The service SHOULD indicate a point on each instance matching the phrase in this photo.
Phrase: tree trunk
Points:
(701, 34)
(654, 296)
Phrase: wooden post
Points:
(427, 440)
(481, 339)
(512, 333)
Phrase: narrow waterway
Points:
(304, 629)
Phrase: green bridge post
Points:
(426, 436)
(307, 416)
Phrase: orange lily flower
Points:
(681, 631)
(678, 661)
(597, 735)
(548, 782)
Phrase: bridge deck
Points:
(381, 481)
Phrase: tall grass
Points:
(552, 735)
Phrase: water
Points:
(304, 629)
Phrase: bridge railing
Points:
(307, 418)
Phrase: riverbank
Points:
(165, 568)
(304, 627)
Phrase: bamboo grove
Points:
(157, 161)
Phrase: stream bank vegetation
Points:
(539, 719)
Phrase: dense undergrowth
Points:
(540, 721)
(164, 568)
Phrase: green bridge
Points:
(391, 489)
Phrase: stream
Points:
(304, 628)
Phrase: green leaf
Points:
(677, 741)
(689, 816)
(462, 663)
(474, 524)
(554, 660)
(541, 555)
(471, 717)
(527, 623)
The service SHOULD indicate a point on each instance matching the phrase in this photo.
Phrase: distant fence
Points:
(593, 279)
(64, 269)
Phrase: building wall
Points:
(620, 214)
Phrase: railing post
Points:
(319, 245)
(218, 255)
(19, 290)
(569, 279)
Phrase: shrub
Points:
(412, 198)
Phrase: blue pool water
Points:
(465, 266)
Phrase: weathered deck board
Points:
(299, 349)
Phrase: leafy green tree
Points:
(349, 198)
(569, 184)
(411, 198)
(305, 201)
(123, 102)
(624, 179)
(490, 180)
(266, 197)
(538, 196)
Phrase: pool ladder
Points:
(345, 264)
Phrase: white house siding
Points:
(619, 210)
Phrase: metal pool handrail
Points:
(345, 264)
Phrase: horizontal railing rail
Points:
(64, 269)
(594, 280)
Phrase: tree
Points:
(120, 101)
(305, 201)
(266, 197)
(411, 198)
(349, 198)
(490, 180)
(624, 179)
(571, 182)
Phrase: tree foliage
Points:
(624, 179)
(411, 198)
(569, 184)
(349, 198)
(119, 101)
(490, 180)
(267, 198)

What is required
Looking at the entries above, can you reproduce exactly the lines from the one that holds "Phrase: riverbank" through the one that holds "Phrase: railing post", and only those?

Solution below
Phrase: riverbank
Points:
(165, 568)
(304, 627)
Phrase: bamboo grove
Points:
(157, 161)
Phrase: stream bank vegetation
Points:
(539, 719)
Phrase: dense undergrowth
Points:
(540, 721)
(164, 568)
Phrase: green bridge
Points:
(391, 489)
Phrase: stream
Points:
(304, 628)
Phrase: green leaf
Points:
(677, 741)
(689, 816)
(462, 663)
(474, 524)
(554, 660)
(541, 555)
(471, 717)
(527, 623)
The service SHOULD indicate a point on each instance matching the phrase in this photo.
Phrase: distant fence
Points:
(593, 279)
(64, 269)
Phrase: building wall
Points:
(620, 214)
Phrase: railing post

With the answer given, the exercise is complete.